**Assignment:** Only one stretch of the data below should be repeated: the lines from the line containing "TARGET = white teeth" through the line containing "TARGET = cheek", inclusive, exactly as they are.

Photo-based referring expression data
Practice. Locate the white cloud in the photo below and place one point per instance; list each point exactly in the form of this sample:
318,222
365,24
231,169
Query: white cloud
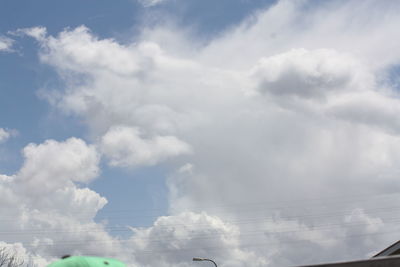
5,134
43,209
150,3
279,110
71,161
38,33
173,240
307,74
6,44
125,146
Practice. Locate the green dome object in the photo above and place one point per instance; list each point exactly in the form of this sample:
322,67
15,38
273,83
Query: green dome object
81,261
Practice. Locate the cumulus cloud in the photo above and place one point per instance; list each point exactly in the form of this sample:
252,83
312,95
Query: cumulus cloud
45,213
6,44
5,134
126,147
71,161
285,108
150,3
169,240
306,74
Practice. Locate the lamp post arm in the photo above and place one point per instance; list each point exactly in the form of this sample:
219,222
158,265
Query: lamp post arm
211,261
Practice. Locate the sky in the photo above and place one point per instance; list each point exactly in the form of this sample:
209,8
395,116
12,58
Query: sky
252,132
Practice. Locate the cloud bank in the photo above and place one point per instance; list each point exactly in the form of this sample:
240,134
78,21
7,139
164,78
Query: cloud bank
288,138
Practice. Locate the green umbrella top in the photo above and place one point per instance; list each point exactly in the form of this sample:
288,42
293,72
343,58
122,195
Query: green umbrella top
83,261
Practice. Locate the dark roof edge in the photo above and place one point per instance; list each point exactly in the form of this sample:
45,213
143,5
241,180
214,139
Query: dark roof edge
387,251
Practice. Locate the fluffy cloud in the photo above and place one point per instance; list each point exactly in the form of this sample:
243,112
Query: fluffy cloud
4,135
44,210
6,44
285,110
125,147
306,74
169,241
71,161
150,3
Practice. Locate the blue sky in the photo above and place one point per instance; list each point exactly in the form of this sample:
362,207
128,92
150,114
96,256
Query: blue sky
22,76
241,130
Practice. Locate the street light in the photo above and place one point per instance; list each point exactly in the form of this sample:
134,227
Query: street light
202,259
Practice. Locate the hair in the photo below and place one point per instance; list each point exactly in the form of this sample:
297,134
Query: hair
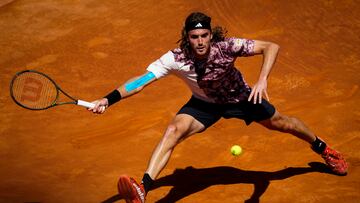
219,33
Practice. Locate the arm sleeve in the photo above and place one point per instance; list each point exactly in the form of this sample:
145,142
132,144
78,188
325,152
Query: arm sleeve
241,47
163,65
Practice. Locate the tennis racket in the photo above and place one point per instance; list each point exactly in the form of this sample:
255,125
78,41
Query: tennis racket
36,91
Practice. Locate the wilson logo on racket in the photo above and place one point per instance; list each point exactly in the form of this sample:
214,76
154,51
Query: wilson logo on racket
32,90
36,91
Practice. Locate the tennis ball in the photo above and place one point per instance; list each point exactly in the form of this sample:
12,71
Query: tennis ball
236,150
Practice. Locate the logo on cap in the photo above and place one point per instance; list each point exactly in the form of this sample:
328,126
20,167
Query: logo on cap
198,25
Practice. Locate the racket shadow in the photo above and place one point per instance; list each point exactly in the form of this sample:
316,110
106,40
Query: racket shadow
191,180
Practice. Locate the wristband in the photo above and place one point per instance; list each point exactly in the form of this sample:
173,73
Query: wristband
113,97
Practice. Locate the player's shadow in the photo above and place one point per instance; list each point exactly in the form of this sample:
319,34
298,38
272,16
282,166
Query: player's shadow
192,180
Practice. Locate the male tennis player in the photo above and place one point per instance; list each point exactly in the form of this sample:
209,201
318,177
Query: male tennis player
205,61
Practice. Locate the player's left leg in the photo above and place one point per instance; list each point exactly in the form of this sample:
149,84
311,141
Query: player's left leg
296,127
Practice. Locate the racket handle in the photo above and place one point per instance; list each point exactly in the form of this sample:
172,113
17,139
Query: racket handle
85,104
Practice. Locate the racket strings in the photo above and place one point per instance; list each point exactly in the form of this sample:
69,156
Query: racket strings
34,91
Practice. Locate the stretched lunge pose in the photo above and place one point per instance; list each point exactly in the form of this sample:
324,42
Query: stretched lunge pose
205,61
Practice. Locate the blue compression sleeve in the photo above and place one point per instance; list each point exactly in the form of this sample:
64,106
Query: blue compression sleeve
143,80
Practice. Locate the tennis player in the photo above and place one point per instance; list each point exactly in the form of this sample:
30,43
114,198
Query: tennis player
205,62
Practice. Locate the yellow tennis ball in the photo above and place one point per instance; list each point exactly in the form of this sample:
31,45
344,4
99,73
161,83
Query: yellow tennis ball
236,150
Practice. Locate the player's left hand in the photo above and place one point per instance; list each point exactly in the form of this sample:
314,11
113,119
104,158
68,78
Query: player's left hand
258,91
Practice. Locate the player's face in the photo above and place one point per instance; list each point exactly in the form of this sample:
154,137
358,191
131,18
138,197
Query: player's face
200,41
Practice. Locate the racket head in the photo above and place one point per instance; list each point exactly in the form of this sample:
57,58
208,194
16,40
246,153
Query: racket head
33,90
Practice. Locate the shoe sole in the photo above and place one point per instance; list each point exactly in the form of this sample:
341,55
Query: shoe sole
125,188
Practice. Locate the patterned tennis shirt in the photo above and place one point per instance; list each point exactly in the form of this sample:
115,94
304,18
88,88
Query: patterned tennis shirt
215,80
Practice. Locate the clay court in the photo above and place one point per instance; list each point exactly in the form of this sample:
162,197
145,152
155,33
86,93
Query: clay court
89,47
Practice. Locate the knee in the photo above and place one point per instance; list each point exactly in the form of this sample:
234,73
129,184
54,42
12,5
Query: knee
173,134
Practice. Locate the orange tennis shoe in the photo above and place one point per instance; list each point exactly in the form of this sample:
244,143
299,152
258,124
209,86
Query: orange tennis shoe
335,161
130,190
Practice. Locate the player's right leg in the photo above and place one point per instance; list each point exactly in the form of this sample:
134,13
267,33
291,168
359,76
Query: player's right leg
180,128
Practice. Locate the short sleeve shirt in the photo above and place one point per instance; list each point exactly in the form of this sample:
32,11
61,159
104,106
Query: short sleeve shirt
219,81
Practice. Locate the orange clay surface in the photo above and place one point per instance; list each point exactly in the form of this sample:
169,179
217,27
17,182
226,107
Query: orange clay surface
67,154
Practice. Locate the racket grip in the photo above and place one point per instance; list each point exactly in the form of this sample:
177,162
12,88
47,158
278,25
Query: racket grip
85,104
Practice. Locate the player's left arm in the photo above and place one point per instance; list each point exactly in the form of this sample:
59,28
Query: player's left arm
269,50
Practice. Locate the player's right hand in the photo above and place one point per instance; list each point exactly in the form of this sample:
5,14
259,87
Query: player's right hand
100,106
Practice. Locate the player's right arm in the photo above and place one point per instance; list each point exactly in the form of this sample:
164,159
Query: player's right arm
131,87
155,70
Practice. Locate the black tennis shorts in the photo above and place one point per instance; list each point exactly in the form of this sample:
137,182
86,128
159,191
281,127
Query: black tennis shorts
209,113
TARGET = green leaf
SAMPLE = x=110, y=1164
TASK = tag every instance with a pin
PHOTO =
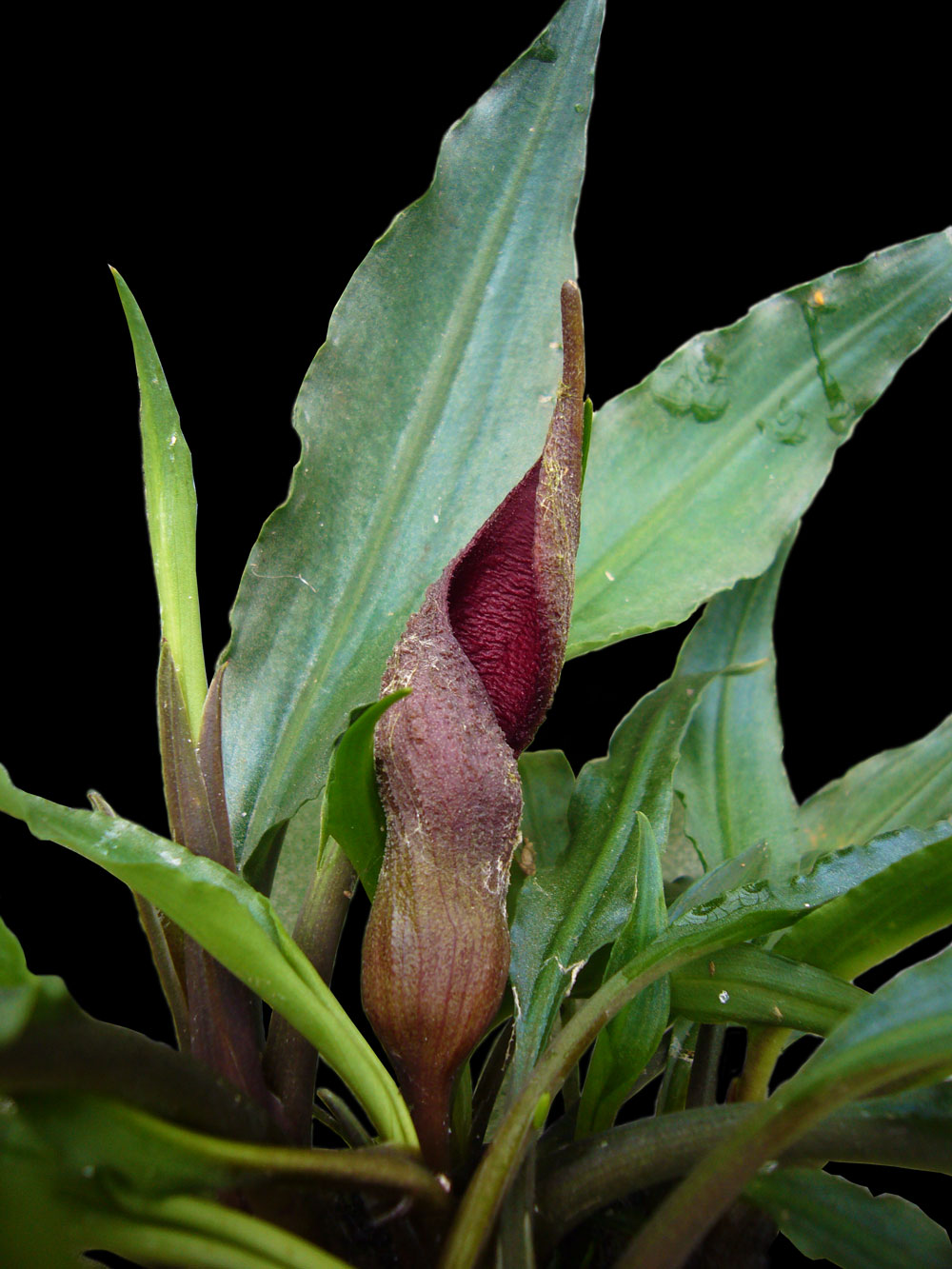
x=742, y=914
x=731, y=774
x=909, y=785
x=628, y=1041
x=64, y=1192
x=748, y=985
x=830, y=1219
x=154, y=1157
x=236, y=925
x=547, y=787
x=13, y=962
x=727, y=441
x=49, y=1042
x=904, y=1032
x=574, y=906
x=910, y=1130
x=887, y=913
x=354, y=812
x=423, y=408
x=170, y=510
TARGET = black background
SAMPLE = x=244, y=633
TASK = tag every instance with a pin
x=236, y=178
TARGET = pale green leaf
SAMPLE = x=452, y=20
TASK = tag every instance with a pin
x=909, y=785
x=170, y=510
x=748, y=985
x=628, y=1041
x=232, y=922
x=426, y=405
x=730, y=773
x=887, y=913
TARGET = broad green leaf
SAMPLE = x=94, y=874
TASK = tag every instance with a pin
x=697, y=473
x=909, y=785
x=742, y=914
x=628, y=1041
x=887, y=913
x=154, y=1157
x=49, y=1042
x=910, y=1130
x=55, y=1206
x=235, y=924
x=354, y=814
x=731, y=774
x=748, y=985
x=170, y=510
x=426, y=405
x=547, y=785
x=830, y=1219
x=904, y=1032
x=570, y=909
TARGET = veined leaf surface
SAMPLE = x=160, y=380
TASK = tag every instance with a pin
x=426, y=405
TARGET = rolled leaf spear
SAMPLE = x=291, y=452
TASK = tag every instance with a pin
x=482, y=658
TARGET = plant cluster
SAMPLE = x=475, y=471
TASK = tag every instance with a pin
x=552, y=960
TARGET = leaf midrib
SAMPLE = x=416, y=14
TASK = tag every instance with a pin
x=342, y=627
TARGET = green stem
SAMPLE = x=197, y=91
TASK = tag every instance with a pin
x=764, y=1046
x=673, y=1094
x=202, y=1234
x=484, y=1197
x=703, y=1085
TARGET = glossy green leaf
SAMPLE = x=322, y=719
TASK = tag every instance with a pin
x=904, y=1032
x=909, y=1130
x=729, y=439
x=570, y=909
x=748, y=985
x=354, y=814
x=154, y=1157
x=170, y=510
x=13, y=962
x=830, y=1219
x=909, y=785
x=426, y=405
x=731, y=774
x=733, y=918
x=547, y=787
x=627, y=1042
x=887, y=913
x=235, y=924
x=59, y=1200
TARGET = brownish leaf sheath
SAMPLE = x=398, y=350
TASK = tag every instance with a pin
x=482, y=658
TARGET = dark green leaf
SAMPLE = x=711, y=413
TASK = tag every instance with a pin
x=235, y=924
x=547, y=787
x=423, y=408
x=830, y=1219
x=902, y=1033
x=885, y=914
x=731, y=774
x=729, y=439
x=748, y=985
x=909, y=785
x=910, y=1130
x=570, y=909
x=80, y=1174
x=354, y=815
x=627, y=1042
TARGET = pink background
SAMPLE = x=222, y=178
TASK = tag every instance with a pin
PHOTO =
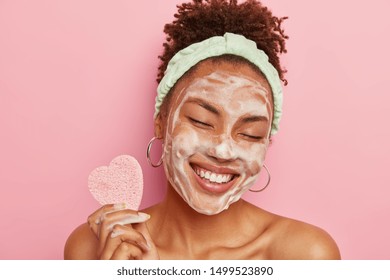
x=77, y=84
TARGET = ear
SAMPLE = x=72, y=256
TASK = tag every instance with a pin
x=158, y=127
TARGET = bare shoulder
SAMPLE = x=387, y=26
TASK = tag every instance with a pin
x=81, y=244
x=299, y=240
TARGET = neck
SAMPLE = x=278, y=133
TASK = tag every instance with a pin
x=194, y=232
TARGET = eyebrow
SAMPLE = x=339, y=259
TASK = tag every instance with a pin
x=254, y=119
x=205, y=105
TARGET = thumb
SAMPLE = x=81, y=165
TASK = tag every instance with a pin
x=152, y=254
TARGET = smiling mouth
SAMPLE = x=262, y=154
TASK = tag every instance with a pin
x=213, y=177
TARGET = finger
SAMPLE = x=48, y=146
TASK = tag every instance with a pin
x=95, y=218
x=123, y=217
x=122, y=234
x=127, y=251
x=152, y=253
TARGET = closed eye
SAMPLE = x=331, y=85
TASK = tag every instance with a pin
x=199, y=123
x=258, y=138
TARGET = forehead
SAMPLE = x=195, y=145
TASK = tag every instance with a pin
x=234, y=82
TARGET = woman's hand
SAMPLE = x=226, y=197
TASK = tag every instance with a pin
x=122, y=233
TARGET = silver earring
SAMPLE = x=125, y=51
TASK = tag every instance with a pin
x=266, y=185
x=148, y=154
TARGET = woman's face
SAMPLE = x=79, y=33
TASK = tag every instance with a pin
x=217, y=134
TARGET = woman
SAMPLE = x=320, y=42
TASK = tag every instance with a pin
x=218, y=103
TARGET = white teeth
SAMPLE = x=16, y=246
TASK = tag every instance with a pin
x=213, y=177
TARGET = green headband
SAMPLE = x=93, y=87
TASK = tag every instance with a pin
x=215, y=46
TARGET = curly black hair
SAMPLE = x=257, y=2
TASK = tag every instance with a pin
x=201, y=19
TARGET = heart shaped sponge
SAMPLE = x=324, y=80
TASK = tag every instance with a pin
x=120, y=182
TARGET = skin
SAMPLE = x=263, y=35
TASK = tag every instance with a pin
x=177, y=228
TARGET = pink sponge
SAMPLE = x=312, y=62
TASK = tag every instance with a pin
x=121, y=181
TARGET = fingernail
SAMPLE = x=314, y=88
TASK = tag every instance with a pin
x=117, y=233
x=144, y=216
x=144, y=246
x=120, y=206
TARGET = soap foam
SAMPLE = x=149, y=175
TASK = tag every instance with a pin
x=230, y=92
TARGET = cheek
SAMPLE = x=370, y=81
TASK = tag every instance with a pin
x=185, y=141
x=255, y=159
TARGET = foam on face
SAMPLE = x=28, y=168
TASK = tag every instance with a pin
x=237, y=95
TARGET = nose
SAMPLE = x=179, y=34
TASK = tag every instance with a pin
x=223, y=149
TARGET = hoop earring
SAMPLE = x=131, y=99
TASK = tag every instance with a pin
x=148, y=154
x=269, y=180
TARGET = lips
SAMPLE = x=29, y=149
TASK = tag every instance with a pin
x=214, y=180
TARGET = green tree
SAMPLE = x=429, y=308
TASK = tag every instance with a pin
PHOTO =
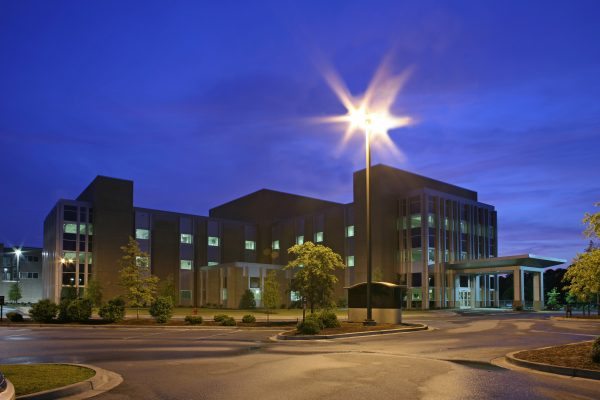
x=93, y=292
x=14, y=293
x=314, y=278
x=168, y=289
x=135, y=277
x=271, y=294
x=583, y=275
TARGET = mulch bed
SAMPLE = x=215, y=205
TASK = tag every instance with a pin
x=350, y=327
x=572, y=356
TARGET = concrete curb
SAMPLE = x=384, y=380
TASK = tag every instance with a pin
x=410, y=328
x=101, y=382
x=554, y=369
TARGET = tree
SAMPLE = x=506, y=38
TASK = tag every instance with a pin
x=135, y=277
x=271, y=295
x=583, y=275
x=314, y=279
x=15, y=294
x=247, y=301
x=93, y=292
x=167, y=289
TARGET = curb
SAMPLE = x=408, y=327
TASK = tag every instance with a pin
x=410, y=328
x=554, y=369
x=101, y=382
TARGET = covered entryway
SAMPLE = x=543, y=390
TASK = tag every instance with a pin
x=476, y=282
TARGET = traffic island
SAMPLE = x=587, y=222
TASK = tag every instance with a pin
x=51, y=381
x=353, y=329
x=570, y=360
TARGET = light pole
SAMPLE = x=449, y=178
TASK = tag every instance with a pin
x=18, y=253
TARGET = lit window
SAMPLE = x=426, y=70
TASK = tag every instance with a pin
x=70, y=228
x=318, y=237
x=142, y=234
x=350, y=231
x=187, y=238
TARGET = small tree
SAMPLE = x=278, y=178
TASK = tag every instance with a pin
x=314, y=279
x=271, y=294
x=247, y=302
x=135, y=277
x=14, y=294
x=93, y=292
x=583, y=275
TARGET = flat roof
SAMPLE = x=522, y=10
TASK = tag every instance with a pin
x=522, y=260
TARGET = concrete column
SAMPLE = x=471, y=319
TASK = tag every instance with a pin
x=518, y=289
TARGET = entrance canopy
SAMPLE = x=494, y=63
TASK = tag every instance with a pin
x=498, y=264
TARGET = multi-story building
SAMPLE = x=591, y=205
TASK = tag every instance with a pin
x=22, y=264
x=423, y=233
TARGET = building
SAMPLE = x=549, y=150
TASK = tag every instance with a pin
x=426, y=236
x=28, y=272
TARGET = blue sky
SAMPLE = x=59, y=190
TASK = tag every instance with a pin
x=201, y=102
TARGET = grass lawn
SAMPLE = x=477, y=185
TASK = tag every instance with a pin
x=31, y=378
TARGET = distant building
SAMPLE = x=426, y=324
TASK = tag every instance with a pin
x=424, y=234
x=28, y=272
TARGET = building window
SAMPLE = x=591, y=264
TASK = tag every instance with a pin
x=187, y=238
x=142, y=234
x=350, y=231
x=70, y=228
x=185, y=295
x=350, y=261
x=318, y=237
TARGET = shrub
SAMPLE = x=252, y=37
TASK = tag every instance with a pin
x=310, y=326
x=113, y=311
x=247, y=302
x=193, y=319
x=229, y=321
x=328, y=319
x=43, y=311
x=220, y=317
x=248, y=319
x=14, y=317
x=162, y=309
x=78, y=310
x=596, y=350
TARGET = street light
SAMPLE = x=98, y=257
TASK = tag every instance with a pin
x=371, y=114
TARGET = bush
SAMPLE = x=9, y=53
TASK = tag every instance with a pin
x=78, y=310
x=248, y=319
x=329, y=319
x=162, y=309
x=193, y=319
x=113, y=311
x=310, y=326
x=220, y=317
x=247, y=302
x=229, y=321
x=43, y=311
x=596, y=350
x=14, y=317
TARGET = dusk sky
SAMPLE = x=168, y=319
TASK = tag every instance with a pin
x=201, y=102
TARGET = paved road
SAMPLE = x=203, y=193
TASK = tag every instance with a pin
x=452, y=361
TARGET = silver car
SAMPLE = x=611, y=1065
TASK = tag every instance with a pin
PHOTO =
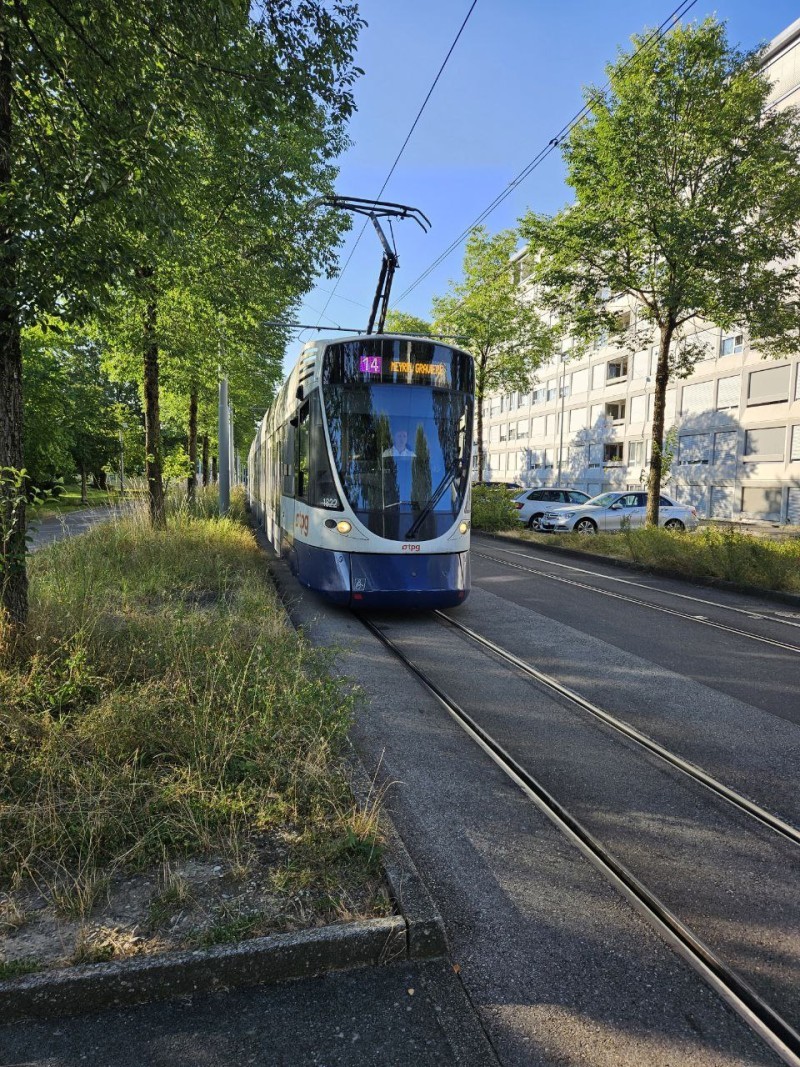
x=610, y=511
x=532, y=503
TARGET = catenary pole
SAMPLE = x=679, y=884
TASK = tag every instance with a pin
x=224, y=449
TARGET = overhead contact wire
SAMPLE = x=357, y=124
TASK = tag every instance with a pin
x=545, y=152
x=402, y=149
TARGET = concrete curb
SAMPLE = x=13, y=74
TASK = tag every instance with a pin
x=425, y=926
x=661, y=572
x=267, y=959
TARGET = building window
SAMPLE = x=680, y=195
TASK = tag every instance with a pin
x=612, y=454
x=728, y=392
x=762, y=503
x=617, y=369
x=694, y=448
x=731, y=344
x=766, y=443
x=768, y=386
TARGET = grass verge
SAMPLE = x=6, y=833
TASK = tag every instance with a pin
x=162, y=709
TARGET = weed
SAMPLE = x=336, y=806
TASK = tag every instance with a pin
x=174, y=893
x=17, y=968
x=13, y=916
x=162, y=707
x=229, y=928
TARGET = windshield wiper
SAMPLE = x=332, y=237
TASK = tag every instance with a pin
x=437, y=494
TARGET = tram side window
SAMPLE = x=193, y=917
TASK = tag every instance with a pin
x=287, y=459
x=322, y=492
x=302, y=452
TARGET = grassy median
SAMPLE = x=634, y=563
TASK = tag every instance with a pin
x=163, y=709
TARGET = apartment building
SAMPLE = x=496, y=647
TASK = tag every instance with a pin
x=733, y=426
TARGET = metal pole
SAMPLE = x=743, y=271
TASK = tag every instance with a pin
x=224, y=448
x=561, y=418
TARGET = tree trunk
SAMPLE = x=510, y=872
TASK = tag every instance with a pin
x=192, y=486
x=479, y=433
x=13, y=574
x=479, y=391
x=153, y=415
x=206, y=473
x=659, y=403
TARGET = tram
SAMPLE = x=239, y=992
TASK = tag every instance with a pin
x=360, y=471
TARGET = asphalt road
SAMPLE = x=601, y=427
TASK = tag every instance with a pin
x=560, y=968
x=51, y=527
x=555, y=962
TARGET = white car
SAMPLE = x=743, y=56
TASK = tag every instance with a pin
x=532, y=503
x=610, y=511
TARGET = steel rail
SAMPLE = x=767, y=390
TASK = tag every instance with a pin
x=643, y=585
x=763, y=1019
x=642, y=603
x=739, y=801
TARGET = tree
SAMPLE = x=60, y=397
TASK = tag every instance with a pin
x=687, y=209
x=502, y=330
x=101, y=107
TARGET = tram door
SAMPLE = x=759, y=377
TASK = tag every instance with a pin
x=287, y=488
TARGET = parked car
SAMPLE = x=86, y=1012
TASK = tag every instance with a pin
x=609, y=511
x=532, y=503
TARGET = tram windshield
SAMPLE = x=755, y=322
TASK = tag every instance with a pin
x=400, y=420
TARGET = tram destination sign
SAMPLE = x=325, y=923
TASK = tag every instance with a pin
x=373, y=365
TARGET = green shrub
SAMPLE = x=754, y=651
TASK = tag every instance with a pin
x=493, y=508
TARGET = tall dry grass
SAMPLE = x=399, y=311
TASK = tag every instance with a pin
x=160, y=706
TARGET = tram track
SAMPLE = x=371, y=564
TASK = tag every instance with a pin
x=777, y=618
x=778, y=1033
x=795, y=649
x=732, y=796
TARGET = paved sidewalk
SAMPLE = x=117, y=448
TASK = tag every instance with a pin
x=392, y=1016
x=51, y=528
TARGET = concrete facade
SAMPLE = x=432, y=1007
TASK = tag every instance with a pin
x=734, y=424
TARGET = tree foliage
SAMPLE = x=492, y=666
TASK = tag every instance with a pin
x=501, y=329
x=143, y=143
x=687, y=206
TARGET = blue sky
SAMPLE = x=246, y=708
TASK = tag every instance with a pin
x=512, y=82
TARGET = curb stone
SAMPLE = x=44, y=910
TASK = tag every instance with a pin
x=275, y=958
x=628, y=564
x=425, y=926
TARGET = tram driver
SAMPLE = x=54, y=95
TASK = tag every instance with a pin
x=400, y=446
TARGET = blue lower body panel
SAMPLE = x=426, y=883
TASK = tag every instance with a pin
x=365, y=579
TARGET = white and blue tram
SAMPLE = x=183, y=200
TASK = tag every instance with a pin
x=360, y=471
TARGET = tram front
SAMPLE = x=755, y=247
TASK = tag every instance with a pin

**Answer space:**
TARGET = white teeth
SAMPLE = x=16, y=246
TASK = tag every instance with a pin
x=213, y=177
TARGET = green headband
SAMPLE = x=93, y=87
TASK = tag every instance with a pin
x=215, y=46
TARGET = curly black hair
SAMPLE = x=257, y=2
TASK = tag every instance with a pin
x=201, y=19
TARGET = heart shaped sponge
SAMPLE = x=324, y=80
TASK = tag every instance with a pin
x=120, y=182
TARGET = skin
SAMPLE = x=263, y=35
TASK = tag every instance with a pin
x=177, y=228
TARGET = pink sponge
SAMPLE = x=312, y=62
TASK = tag every instance with a pin
x=121, y=181
TARGET = fingernail
SAMPLE = x=314, y=88
TASK = tag every instance with a pin
x=117, y=233
x=144, y=216
x=144, y=246
x=120, y=206
TARGET = soap foam
SAMPLE = x=149, y=175
TASK = tag every instance with a pin
x=230, y=92
TARGET = cheek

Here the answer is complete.